- Objectif visé: Réécrivez le passage de l'article sur les cinémas de Reims allant de « Pendant près de » jusqu'à « envies des spectateurs. » inclus, en remplaçant « salles » par « cinémas ».

- Passage cité:
------------------------------------
De l'Opéra à l'Opéraims, un siècle de cinémas dans la ville des sacres

De l'Opéra à l'Opéraims, un siècle de cinémas dans la ville des sacres

06 juillet 2020
Cinéma
Cinéma L'Opéraims
Cinéma L'Opéraims Opéraims

Pendant près de 100 ans, les deux grandes salles du centre de Reims ont vécu des destins entremêlés, jusqu'à s'unir l'an dernier, dans une conjugaison raisonnée de leurs atouts respectifs. Explications avec le propriétaire des lieux, Jean-Fabrice Reynaud.


Les Rémois s'amusent parfois de son nom un peu désuet, mais si L'Opéraims s'appelle ainsi, c'est parce que le nouveau cinéma - qui a ouvert l'an passé dans le cœur de la ville des sacres - concentre un siècle d'histoire, que Jean-Fabrice Reynaud a tenu à préserver. Une histoire riche dans laquelle les destins des deux vieilles salles du centre se croisent et s'entrecroisent, au fil des décennies, des évolutions de la profession et des envies des spectateurs.
------------------------------------
- Entrées fournies:
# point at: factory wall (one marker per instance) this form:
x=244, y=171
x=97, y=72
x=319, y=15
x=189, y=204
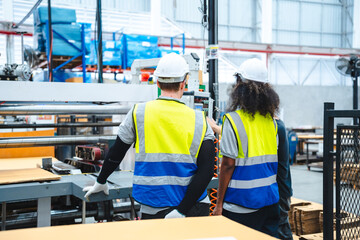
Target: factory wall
x=304, y=105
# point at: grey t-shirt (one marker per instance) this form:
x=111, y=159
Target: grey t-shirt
x=229, y=148
x=127, y=134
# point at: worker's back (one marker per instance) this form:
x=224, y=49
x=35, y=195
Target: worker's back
x=253, y=183
x=168, y=138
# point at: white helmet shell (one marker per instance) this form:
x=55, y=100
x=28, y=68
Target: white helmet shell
x=171, y=68
x=254, y=70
------------------------------------
- Résultat de l'exercice:
Pendant près de 100 ans, les deux grandes cinémas du centre de Reims ont vécu des destins entremêlés, jusqu'à s'unir l'an dernier, dans une conjugaison raisonnée de leurs atouts respectifs. Explications avec le propriétaire des lieux, Jean-Fabrice Reynaud.


Les Rémois s'amusent parfois de son nom un peu désuet, mais si L'Opéraims s'appelle ainsi, c'est parce que le nouveau cinéma - qui a ouvert l'an passé dans le cœur de la ville des sacres - concentre un siècle d'histoire, que Jean-Fabrice Reynaud a tenu à préserver. Une histoire riche dans laquelle les destins des deux vieilles cinémas du centre se croisent et s'entrecroisent, au fil des décennies, des évolutions de la profession et des envies des spectateurs.